* **REQUIRED TASK 1**: In the thread on conic sections, what name is given to the fraction ##e## in the geometric definition?
============================================================
I really don't get what you mean with "a conic existing". If you have an equation ##Ax^2 + Bxy + Cy^2 + Dx + Ey + F =0##, then you have your conic. So what's all this things about existing.

I really don't get what you mean with "a conic existing". If you have an equation ##Ax^2 + Bxy + Cy^2 + Dx + Ey + F =0##, then you have your conic. So what's all this things about existing.

Without a proof of existence, it may be possible that the equation describe a curve that is neither a hyperbola nor a parabola nor an ellipse nor a circle nor a pair of intersecting lines; it could be a curve that looks like a hyperbola or a parabola but is neither or it could be an oval that is not an ellipse.

Without a proof of existence, it may be possible that the equation describe a curve that is neither a hyperbola nor a parabola nor an ellipse nor a circle nor a pair of intersecting lines; it could be a curve that looks like a hyperbola or a parabola but is neither or an oval that is not an ellipse.

Ok, so you want to prove that the equation ##Ax^2 + Bxy + Cy^2 + Dx + Ey + F=0## always describes either an ellipse, hyperbola or parabola. And those can either be degenerate (pairs of lines) or nondegenerate. Good. But then you first need to tell us what your definition of ellipse/hyperbola/parabola is.

Ok, so you want to prove that the equation ##Ax^2 + Bxy + Cy^2 + Dx + Ey + F=0## always describes either an ellipse, hyperbola or parabola. And those can either be degenerate (pairs of lines) or nondegenerate. Good. But then you first need to tell us what your definition of ellipse/hyperbola/parabola is.

They are defined by their standard representations:

from which we could generalise the equations by replacing ##x## by ##x'\cos\theta-y'\sin\theta## and replacing ##y## by ##x'\sin\theta+y'\cos\theta##, which corresponds to a rotation of the OXY coordinate system by ##\theta## clockwise to give the OX'Y' system. It remains to show that the equation ##Ax^2 + Bxy + Cy^2 + Dx + Ey + F=0## can always be written as one of these generalised equations.

Equivalently, we could define them geometrically: they are the loci of a point whose distance from a given point (the focus) is a fraction ##e## (eccentricity) of its distance from a line (the directrix).
============================================================
* **REQUIRED TASK 2**: Gather every line of the records that contains the string "wheel". Case counts.

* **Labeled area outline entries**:
============================================================
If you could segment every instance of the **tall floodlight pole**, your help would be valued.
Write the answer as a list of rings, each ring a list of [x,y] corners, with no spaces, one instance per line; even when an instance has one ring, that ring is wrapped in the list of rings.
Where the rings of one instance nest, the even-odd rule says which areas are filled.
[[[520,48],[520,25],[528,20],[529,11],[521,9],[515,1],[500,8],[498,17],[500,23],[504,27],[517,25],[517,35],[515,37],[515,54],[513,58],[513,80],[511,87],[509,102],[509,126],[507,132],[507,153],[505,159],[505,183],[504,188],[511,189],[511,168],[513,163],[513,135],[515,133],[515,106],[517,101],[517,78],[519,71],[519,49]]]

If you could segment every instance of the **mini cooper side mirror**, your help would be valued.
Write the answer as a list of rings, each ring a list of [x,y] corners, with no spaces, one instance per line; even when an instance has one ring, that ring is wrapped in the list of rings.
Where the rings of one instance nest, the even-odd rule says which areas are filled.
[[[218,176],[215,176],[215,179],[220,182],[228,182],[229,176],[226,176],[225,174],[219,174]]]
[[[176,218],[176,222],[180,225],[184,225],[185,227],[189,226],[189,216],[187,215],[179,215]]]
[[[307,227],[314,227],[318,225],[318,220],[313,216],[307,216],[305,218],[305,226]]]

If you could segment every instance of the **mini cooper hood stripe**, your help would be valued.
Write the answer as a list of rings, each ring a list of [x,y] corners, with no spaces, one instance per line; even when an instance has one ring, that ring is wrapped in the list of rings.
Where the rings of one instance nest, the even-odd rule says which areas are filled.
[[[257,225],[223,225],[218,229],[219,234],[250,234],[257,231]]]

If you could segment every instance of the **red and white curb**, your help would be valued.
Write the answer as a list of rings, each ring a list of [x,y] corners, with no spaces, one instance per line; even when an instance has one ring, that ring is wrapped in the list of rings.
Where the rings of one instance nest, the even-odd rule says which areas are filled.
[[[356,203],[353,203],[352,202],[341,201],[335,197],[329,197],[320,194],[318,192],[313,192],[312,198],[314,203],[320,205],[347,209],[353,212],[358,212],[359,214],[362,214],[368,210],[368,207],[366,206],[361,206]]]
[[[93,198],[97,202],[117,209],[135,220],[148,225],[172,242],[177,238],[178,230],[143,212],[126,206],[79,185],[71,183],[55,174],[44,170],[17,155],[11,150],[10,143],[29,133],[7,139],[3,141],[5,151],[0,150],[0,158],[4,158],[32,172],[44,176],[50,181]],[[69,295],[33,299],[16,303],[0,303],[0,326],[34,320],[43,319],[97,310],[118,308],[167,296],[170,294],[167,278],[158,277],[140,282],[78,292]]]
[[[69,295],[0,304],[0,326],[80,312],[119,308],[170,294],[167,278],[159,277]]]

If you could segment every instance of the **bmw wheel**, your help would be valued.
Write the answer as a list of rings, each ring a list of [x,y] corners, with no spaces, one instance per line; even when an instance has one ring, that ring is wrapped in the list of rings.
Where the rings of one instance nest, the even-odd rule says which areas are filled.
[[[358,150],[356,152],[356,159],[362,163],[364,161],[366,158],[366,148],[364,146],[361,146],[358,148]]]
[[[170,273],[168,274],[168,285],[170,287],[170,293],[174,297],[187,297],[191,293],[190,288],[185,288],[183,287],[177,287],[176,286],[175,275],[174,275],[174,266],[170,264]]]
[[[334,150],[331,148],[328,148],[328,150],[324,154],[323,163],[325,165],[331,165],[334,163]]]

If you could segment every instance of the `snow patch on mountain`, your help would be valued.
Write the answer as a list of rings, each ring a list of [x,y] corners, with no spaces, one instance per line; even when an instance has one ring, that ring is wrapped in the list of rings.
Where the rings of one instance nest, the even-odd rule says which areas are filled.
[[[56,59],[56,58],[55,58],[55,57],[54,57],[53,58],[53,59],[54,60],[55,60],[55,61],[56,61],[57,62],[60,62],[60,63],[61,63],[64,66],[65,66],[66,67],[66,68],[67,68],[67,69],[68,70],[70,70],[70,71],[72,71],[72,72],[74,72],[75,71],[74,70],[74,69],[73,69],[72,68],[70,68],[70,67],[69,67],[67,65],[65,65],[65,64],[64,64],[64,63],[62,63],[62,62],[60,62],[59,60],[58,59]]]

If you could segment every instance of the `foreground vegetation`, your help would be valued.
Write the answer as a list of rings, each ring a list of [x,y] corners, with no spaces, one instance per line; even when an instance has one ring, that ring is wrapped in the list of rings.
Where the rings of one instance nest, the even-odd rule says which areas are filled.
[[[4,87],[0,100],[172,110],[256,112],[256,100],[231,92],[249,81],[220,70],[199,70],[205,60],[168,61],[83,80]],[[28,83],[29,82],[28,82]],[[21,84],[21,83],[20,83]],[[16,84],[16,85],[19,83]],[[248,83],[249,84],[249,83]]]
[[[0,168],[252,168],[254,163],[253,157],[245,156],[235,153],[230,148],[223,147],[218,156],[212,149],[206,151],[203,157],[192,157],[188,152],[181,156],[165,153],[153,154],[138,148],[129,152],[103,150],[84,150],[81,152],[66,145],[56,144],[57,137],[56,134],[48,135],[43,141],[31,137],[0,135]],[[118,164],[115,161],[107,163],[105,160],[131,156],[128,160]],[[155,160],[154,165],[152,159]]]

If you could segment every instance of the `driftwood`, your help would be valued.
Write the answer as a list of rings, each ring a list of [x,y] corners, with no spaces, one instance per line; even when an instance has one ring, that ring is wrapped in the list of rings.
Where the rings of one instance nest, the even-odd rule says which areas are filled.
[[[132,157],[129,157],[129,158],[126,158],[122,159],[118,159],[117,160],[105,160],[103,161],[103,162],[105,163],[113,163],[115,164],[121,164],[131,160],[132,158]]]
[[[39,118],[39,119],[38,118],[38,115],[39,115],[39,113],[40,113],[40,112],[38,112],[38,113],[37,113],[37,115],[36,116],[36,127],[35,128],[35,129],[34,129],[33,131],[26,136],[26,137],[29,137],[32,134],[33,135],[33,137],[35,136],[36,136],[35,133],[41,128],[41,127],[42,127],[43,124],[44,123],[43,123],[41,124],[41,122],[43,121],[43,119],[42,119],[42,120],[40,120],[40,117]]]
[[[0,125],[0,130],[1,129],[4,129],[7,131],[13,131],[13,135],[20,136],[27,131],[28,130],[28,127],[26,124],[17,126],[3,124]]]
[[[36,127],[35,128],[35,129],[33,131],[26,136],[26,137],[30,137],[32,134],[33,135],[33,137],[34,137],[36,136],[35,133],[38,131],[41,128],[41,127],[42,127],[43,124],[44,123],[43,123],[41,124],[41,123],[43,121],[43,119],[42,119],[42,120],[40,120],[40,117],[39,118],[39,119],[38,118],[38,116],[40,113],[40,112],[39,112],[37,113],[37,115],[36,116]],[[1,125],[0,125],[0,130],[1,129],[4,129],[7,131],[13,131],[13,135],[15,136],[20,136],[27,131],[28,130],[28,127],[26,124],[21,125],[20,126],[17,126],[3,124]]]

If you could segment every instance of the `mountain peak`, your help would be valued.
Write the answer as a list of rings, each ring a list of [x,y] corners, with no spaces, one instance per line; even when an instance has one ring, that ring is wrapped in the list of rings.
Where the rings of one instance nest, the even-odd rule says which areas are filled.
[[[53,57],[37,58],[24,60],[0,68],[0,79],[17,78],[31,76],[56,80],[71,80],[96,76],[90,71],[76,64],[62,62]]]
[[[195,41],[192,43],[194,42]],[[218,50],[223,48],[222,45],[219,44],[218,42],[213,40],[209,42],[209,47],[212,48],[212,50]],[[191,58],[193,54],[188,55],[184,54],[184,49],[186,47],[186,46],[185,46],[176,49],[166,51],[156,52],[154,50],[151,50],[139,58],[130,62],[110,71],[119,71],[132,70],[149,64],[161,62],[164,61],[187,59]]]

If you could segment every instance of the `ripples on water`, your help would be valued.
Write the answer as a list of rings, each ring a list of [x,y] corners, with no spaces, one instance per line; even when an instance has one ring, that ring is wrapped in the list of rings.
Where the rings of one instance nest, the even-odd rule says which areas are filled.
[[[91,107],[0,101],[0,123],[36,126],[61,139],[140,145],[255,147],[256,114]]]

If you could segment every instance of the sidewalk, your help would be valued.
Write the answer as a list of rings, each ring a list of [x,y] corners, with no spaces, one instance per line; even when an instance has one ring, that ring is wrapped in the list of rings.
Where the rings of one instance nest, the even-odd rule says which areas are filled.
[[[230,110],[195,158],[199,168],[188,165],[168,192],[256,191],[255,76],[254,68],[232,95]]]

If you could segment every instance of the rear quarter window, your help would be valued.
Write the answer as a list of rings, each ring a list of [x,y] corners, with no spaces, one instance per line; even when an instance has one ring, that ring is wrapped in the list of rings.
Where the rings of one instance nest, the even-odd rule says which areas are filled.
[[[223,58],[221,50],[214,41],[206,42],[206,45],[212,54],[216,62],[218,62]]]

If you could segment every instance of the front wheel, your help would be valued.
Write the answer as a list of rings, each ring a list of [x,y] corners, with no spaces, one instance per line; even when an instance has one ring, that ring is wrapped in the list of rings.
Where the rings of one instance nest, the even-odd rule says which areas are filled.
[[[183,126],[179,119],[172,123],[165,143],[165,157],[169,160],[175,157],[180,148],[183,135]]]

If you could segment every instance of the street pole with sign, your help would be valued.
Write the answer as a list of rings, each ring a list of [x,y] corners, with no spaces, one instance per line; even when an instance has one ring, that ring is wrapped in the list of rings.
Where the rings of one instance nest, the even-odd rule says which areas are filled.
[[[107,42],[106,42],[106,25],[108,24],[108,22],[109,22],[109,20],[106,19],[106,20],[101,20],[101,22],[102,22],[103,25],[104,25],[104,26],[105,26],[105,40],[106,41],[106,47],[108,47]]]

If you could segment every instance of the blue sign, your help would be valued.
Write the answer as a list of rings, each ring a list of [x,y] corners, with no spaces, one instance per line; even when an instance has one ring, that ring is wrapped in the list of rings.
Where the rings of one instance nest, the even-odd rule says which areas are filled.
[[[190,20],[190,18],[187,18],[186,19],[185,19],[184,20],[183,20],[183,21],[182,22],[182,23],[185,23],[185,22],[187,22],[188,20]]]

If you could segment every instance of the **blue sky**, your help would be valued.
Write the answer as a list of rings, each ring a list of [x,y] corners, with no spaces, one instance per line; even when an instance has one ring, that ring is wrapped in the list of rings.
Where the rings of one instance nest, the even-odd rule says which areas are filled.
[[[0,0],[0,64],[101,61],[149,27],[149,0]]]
============================================================
* **FULL RESPONSE 1**: Eccentricity.

* **FULL RESPONSE 2**:
If you could segment every instance of the **bmw wheel**, your help would be valued.
If you could segment every instance of the front wheel, your help would be valued.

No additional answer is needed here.